[Entries taken from a collection]
────────────────

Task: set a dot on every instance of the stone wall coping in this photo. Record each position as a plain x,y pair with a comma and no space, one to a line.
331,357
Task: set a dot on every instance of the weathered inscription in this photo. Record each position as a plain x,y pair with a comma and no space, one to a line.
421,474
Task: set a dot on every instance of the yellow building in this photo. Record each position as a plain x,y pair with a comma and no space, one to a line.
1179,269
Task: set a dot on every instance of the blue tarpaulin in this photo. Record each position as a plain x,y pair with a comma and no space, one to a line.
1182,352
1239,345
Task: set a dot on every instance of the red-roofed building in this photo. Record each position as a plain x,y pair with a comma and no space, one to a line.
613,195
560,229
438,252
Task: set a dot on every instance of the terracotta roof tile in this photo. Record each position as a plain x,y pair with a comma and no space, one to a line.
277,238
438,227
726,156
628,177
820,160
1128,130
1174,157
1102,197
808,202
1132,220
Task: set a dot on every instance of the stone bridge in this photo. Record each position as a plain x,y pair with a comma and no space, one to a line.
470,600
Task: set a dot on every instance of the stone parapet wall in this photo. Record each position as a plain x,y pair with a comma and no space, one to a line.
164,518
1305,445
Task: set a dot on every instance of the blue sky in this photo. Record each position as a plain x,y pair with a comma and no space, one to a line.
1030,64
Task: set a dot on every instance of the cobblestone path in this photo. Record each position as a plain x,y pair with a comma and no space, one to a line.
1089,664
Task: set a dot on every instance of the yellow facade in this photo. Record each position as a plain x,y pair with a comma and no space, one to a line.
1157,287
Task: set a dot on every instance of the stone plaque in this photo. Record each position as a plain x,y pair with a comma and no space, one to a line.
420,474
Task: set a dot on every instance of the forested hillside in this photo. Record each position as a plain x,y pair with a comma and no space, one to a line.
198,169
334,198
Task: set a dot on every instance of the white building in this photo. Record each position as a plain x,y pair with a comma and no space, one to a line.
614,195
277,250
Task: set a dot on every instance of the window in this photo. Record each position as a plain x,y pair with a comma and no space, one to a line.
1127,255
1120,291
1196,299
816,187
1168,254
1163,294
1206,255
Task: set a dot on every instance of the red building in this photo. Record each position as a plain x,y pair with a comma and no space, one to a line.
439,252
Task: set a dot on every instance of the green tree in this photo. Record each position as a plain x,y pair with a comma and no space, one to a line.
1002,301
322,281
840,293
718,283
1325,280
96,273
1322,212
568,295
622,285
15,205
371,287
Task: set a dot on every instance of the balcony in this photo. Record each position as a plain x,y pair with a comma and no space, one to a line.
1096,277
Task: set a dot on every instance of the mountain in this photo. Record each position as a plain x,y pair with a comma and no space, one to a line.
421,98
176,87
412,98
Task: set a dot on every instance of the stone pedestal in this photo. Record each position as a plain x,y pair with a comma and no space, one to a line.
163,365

────────────────

Nothing in the records should be left out; write all of them out again exactly.

Task: set a dot on every instance of the stone wall coping in this photo. Record each position as a plain x,y pair with a comma and no space, one to a line.
331,357
Task: set a dot on every instance of the weathered inscription in this photo. Record each position as a plain x,y pair with a comma and no space, one to a line.
421,474
Task: set a dot on every instance of the yellow building in this photo. Record each position as a plain x,y pair with a comma and no space, one to a line.
1179,269
Task: set a dot on every instance of the blue tarpaulin in this photo. Record each position as a plain x,y pair with a comma and no space, one to a line.
1182,352
1239,345
Task: set a dot on every instance of the red-roofed building in this photo. Record each position as a plain x,y pair with a comma and no space, one to a line.
613,195
560,229
438,252
Task: set a dot on every instance of the terracotta roof tile in this photo. Record each position as a plain x,y pair with a comma and no space, one to a line.
277,238
438,227
726,156
628,177
820,160
1128,130
1174,157
1102,197
808,202
1132,220
Task: set a dot on every instance of the stone bridge in this photo. Record each position as a plain x,y pair with a comma and no space, one to a line.
470,600
Task: set a dot on every instance of the stone parapet wall in this photo. Record each position as a plain x,y pair with a comma and no space, one to a line.
164,518
1305,445
Task: set a dot on every instance of the blue sky in this photo. Record each position as a plain x,y pair with a comma and no space, one to a line.
1030,64
Task: set a dot on every instance of the cobblestone path in this photo. Record each position as a plain x,y pair with a comma and no space, one to a line.
1089,664
Task: set a dot on every instance of the yellow facade in this photo. Record each position as a plain x,y pair with a comma and no space, one to a line.
1157,287
Task: set a dot on every instance of the stone plaque in this photo. Record each position as a plain x,y pair with a comma and no space, one to a line.
420,474
Task: set a dot on every instance of the forested hillside in this photo. Record each position as a plain x,y pair with a comma and no space, one to a line.
198,169
334,198
Task: set a dot on every instance of the white building in this photo. Record each position as a plain x,y pair with a comma and no space, one to a line.
614,195
277,250
Task: set a dot on every instance of the window in this photo. Record each position as a plain x,y pair with a comma and no space, one to a line.
1127,255
1120,291
1196,299
816,187
1168,254
1163,294
1206,255
Task: set a dot on every instance of the red building in this photo. Record each position as a plain x,y pair with a comma and no space, one to a line.
439,252
Task: set a dot on every instance of the green tree in this photo. Record each position as a plain x,y pair with a comma and no space, one to a line.
1002,301
322,281
840,293
718,283
1325,280
96,273
1322,212
568,295
622,285
15,205
371,287
Task: set a dot on every instance of the balcony in this photo. Record each position as a plain x,y pair with a comma and no space, one to a line.
1096,277
Task: set a dot on every instance of the mountain in this photo. Record each position as a plain x,y pair with a comma and no space, one to a line.
421,98
176,87
412,98
Task: set a dot on every instance of the stone pedestal in this photo. Record each position as a plain x,y pair with a comma and no space, one to a line.
163,365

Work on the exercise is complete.